Parts of the exercise
• a. In the lung cancer study abstract, how many patients were placed in the immunotherapy group?
• b. Transcribe the lung cancer study abstract between "Methods: A total" and "the two groups.", inclusive.

Text shown
Objective: To collect clinical baseline data of patients with lung cancer and infection, explore the association between clinical characteristics and infection characteristics between the immunotherapy group and the non-immunotherapy group. At the same time, analyze the distribution of pathogens in patients, compare whether there are differences in pathogen distribution between the two groups, and thus explore the diagnostic value of metagenomic next-generation sequencing for patients with lung cancer immunotherapy and infection.
Methods: A total of 107 patients with lung cancer and infection treated at Jingzhou First People’s Hospital from December 2022 to July 2025 were included in the study. They were divided into an immunotherapy group (40 cases) and a non-immunotherapy group (67 cases) based on whether they received immunotherapy. All patients underwent electronic bronchoscopy and mNGS testing. The pathogen detection results and various clinical baseline information of the enrolled patients were collected to explore the association between infection characteristics and clinical characteristics in the two groups and to compare whether there were differences in pathogen distribution between the two groups.

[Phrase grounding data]
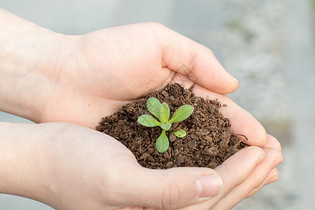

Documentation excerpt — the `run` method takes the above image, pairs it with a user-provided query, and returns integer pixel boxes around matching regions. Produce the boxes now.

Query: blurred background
[0,0,315,210]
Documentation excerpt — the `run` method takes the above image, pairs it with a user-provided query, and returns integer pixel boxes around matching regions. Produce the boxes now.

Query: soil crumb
[96,83,246,169]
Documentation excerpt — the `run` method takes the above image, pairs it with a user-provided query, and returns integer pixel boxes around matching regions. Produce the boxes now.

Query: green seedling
[137,97,194,153]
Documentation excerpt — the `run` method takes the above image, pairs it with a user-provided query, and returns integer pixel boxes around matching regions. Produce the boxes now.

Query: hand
[0,123,281,210]
[0,8,282,206]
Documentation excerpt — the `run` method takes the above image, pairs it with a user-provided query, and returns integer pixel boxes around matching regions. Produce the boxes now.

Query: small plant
[137,97,194,153]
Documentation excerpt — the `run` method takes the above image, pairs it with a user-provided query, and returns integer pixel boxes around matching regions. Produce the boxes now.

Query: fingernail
[196,174,223,198]
[231,75,239,83]
[272,156,283,168]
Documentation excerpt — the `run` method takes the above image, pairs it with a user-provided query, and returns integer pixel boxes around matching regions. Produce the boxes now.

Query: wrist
[0,9,76,122]
[0,123,51,202]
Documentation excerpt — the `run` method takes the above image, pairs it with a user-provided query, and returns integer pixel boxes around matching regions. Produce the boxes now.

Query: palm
[40,24,266,149]
[41,24,235,127]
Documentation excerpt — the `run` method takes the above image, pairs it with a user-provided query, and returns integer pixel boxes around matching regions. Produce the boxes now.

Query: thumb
[115,167,223,209]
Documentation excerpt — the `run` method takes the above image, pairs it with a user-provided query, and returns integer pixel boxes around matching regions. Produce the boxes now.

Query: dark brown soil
[96,84,246,169]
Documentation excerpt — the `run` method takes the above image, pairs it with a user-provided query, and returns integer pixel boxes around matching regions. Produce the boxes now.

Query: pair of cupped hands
[0,20,282,210]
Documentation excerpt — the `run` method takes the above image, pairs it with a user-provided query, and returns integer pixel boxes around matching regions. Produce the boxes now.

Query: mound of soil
[96,84,246,169]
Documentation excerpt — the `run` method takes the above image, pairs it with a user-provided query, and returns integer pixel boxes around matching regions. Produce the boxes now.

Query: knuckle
[162,183,182,209]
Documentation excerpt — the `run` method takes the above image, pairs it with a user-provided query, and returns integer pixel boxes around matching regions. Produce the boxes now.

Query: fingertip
[264,134,282,152]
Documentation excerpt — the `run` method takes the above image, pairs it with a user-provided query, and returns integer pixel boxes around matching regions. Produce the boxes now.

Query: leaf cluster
[137,97,194,153]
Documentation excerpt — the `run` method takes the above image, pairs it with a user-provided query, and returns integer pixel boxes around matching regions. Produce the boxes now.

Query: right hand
[0,123,282,210]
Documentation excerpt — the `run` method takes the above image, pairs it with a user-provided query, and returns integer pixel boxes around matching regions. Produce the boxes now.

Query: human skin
[0,10,282,209]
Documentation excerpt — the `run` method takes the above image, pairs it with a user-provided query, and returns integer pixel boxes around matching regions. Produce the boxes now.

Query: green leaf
[137,114,161,127]
[160,102,170,124]
[169,105,194,123]
[155,131,170,153]
[147,97,161,120]
[173,129,186,138]
[160,122,172,131]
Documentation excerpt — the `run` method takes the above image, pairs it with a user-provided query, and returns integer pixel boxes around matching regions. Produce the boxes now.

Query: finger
[160,24,239,94]
[175,146,265,210]
[109,167,222,209]
[246,168,279,198]
[193,85,267,146]
[214,148,283,209]
[263,134,282,152]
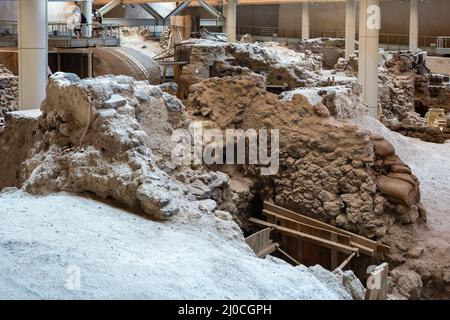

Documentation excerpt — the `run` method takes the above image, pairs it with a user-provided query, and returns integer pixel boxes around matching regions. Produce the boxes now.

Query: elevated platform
[48,38,120,48]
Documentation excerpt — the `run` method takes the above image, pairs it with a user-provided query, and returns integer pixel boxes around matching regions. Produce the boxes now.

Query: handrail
[236,25,442,50]
[48,22,120,39]
[437,36,450,49]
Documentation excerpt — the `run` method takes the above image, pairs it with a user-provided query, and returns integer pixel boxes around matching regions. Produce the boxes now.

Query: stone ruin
[0,73,232,219]
[187,76,426,239]
[176,39,322,98]
[0,64,19,130]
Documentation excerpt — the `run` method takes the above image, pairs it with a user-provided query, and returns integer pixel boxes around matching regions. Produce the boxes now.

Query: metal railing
[0,21,18,38]
[437,37,450,49]
[236,25,442,50]
[139,25,169,38]
[48,22,120,39]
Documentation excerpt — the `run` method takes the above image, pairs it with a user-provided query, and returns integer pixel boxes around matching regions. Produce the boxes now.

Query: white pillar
[227,0,236,42]
[358,0,381,118]
[19,0,48,109]
[81,0,92,38]
[302,2,309,40]
[345,0,356,59]
[409,0,419,50]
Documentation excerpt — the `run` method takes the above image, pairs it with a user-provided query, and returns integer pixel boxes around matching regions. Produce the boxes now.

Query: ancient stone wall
[0,64,19,126]
[187,76,425,238]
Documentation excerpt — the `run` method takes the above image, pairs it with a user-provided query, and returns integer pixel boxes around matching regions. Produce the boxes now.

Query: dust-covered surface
[92,46,161,84]
[120,27,164,58]
[0,64,19,126]
[353,117,450,299]
[0,191,360,299]
[187,76,426,239]
[0,73,363,299]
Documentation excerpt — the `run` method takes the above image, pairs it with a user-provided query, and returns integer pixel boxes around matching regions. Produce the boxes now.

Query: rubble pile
[0,73,227,219]
[0,73,370,299]
[389,125,450,143]
[187,76,425,238]
[176,39,322,97]
[280,82,367,119]
[334,54,358,77]
[0,64,19,129]
[378,51,427,126]
[289,38,345,69]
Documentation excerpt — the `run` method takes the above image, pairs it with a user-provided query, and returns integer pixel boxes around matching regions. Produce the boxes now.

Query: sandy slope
[0,191,356,299]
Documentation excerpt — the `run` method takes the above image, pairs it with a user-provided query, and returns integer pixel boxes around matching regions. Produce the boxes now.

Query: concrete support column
[19,0,48,110]
[409,0,419,50]
[302,2,309,40]
[358,0,381,118]
[227,0,237,42]
[345,0,356,59]
[81,0,92,38]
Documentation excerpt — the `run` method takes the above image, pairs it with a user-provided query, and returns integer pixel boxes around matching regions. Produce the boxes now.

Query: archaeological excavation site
[0,0,450,304]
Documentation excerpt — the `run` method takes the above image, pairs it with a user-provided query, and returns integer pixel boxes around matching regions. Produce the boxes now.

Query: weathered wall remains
[187,76,425,238]
[0,64,19,126]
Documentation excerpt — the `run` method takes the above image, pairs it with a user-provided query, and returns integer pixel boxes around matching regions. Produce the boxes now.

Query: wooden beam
[337,253,356,270]
[248,218,359,254]
[263,209,351,245]
[264,201,390,255]
[364,263,389,300]
[277,245,301,266]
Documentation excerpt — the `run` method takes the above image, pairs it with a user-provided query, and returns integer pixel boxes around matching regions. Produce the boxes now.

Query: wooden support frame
[264,201,390,257]
[249,218,359,254]
[364,263,389,300]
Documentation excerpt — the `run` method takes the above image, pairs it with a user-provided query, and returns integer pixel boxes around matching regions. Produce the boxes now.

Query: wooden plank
[264,201,390,254]
[338,253,356,270]
[365,263,389,300]
[277,246,301,266]
[245,228,272,254]
[248,218,359,254]
[256,243,278,258]
[263,209,351,245]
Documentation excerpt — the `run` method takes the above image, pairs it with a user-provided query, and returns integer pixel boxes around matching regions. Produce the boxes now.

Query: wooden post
[365,263,389,300]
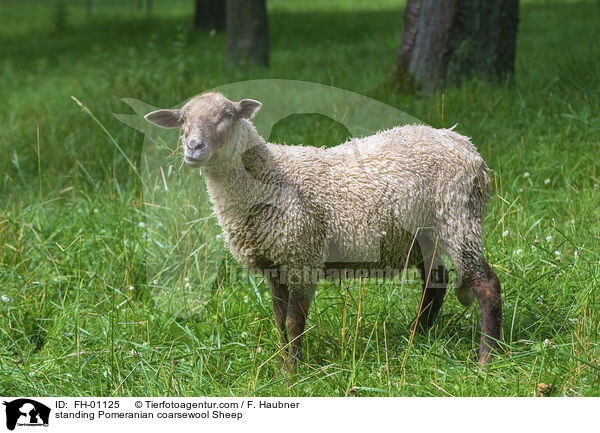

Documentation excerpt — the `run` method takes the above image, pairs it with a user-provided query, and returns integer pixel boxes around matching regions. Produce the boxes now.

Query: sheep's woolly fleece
[202,113,489,304]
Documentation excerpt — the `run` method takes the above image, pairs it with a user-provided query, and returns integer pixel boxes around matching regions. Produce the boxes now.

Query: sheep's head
[144,93,262,167]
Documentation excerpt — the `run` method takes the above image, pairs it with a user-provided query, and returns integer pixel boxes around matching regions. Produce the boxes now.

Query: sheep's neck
[202,128,276,226]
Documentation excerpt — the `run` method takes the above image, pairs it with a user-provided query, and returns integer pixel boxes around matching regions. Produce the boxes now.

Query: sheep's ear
[144,110,183,128]
[236,99,262,119]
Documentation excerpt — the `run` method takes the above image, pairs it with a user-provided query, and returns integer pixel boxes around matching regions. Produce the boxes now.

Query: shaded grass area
[0,0,600,396]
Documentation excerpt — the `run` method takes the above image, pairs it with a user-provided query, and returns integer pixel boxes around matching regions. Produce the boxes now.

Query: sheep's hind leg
[266,276,289,366]
[418,261,447,332]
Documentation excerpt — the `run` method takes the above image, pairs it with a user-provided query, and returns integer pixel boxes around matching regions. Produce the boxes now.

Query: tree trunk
[391,0,519,93]
[194,0,225,30]
[227,0,269,66]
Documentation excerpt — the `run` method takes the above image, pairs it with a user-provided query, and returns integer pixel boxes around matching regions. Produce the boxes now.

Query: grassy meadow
[0,0,600,396]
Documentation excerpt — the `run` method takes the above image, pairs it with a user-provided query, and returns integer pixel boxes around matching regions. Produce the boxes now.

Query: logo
[4,398,50,430]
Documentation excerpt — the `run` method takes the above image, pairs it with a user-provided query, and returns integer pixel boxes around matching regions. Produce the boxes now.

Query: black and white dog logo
[4,398,50,430]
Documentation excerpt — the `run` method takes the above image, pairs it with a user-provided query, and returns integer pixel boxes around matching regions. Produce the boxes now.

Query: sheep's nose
[187,138,207,150]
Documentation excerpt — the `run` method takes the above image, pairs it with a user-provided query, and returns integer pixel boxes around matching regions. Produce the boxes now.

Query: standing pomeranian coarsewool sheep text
[145,93,501,369]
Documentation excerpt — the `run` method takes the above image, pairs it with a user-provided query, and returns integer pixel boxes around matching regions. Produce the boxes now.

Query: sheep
[145,93,502,371]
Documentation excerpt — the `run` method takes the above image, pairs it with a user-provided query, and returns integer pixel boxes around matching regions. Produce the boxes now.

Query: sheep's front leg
[418,263,446,332]
[285,290,310,371]
[266,276,290,365]
[470,263,502,365]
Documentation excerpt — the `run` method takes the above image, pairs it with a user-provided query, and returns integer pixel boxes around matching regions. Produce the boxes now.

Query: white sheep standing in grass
[145,93,501,369]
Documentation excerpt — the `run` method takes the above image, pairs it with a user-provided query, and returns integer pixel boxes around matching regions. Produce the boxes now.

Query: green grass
[0,0,600,396]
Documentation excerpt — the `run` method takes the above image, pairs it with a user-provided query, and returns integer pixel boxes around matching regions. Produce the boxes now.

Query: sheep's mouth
[183,155,210,167]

Exercise solutions
• a. 40 cases.

• b.
Methods: A total of 107 patients with lung cancer and infection treated at Jingzhou First People’s Hospital from December 2022 to July 2025 were included in the study. They were divided into an immunotherapy group (40 cases) and a non-immunotherapy group (67 cases) based on whether they received immunotherapy. All patients underwent electronic bronchoscopy and mNGS testing. The pathogen detection results and various clinical baseline information of the enrolled patients were collected to explore the association between infection characteristics and clinical characteristics in the two groups and to compare whether there were differences in pathogen distribution between the two groups.